[RECORDS PROVIDED]:
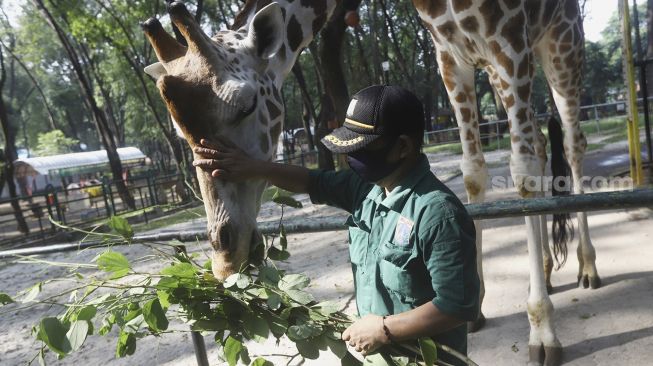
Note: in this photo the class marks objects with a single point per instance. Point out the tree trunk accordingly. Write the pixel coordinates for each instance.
(308, 104)
(99, 117)
(51, 119)
(649, 46)
(10, 154)
(336, 96)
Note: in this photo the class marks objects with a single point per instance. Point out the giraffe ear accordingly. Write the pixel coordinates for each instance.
(156, 70)
(266, 31)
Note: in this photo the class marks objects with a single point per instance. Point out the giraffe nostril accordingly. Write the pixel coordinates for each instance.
(224, 236)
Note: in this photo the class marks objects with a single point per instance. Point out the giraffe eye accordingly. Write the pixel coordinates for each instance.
(246, 112)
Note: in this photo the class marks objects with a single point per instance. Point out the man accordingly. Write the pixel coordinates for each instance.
(412, 244)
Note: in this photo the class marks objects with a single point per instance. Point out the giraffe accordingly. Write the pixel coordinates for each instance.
(506, 38)
(229, 86)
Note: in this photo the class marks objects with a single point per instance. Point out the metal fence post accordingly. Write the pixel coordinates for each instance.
(104, 195)
(596, 119)
(48, 202)
(498, 137)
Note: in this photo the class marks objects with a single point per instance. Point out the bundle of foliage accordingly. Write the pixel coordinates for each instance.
(259, 302)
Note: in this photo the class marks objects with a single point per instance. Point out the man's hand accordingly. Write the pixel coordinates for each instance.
(225, 161)
(366, 335)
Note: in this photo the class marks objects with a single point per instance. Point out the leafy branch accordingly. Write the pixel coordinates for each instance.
(260, 302)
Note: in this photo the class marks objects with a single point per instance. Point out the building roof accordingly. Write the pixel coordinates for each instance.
(57, 164)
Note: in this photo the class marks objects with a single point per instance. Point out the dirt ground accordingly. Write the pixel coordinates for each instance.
(612, 325)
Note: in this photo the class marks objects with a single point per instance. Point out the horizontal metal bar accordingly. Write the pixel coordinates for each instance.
(479, 211)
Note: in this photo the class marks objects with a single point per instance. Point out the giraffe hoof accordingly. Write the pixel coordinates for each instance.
(476, 325)
(177, 7)
(592, 282)
(150, 24)
(544, 355)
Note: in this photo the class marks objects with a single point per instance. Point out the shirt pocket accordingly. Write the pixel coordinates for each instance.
(394, 267)
(359, 236)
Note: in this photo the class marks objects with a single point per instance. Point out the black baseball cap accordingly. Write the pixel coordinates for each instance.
(376, 111)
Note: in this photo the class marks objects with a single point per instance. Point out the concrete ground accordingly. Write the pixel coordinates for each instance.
(608, 326)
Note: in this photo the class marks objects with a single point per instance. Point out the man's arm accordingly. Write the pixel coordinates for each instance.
(367, 334)
(423, 321)
(226, 161)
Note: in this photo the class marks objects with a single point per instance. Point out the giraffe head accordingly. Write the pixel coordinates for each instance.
(221, 87)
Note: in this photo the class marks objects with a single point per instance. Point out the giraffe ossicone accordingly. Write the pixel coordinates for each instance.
(229, 86)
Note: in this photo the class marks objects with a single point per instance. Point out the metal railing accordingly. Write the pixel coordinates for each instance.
(495, 129)
(603, 201)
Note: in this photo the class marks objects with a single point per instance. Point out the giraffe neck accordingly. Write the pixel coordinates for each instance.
(303, 19)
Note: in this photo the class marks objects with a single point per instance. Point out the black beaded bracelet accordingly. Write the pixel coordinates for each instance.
(386, 330)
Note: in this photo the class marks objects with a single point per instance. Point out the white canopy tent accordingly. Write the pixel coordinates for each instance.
(56, 164)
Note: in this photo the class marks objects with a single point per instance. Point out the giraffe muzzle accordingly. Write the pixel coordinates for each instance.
(177, 8)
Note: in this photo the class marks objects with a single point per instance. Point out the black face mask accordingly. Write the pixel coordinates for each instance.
(371, 165)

[SHORT TASK]: Copy out every row above word for word, with all its coordinate lines, and leave the pictures out.

[ANSWER TO THIS PROBLEM]:
Note: in this photo the class marks objects with a single point per instance. Point out the tree trunk accordingly. Write the pixel coordinates for each instance.
(308, 104)
(99, 117)
(51, 119)
(649, 46)
(10, 154)
(336, 96)
Note: in this photo the class marks objects with a single point per instance. Point out the giraffe ear accordingly. Write the pixel coordinates for each instance.
(156, 70)
(266, 31)
Note: in this photo the class marks objects with a single point per instance. Point out the giraffe nostril accordingly. Write the pixel coordinates for each instance.
(224, 236)
Note: in this photo the class marks objects with a single point per instance. Point out the giraffe eye accordingly. Write the pixel coordinates for each instance.
(246, 112)
Note: in this photo the class marks objects with a single point per instance. Point out the man accordingly. Write the pixel coordinates for each instance.
(412, 244)
Note: in this photo the class marks objects with a single point per instance. Point out the giraffe accordingly. Write the pixel coordinates for each instance.
(506, 38)
(229, 86)
Note: in this photo the class marks objects with a single point per instance. Point out the metal fence post accordingly. Write the pixel coordinates for each instance.
(104, 195)
(596, 119)
(48, 202)
(498, 137)
Note: in this photo the class marks objects with a single point per instance. Point out the bundle of foliage accordingly. Write the pixel coordinates for each instance.
(259, 302)
Note: in this photo the class marks objects with a single point per instance. Point out the man's hand accordingly. Write the pixel coordinates for each instance.
(225, 161)
(366, 335)
Note: in this photo the class marks objects with a single point per instance. Point out the leafy branch accordingly. Write the pixel coordinates for each instance.
(260, 302)
Note: in this photo the class marks objects with a single point per instance. Point out the building roof accordingly. Write the pixel coordinates for each instance.
(57, 164)
Note: in this photo the class marks objects with a single point per instance. Point out the dirt ground accordingly. Write the pixel coordinates for each instance.
(612, 325)
Note: in this photo the class marks objects with a single point per instance. Point out the horizontal metal bar accordingly. Write the pixel coordinates for each instance.
(479, 211)
Note: in this photo the class marks objects with a single point per instance. Point out the giraffe hoof accordingly. Write the pixel coordinates for each instance.
(476, 325)
(177, 7)
(592, 282)
(150, 24)
(544, 355)
Note: in this photo the class marks objects with a single point per instance. Point out the shirt pocket accordingly. Write the pixel coordinates for each instance.
(394, 267)
(359, 236)
Note: in this photo the class marks objects with a single point per instance. Point out the black baseball cap accordingly. Write the pixel coordinates for each instance.
(376, 111)
Note: in this photo the class marks objects with a single point per instance. Point out the concrete ground accordingly. Write the pixel coordinates for each instance.
(608, 326)
Note: in this photo the class marks objects with a single point per instance. Point out the man's arm accordingly. Write the pixel coordinates for each instance.
(367, 334)
(423, 321)
(226, 161)
Note: in this photo the class marks objects with a single point per instance. Point out the giraffe head accordingly. Write the pixel coordinates for each instance.
(221, 87)
Note: in this photo the class marks objects with a single point per instance. Point out the giraffe ossicone accordingly. Write the pixel coordinates for each instance.
(229, 86)
Note: in this photo the class marks objects with a single point per instance. Point out the metal railing accordingly. Write the pixel coordinates for each instance.
(495, 129)
(603, 201)
Note: in this photo the class marks objects with a single point per instance. Point out the giraffe neck accordingly. Write the pixel coordinates for each instance.
(303, 19)
Note: in this photo the class marks objects with a single point per instance. Point out the black beaded bracelet accordingly. Write the pixel coordinates for each instance.
(386, 330)
Note: in this photo the class marks objects with a single point per instance. Point out the white canopy tent accordingly. Write the pixel coordinates for each instance.
(56, 164)
Note: in this photo the class marks objects with a single point per instance. Point out the giraffe muzzle accordingly. Write the pixel coordinates for each instance.
(177, 8)
Note: in this photo the class marks objects with a single point per instance. Point out the black face mask accordingly. Write the pixel coordinates for each instance.
(371, 165)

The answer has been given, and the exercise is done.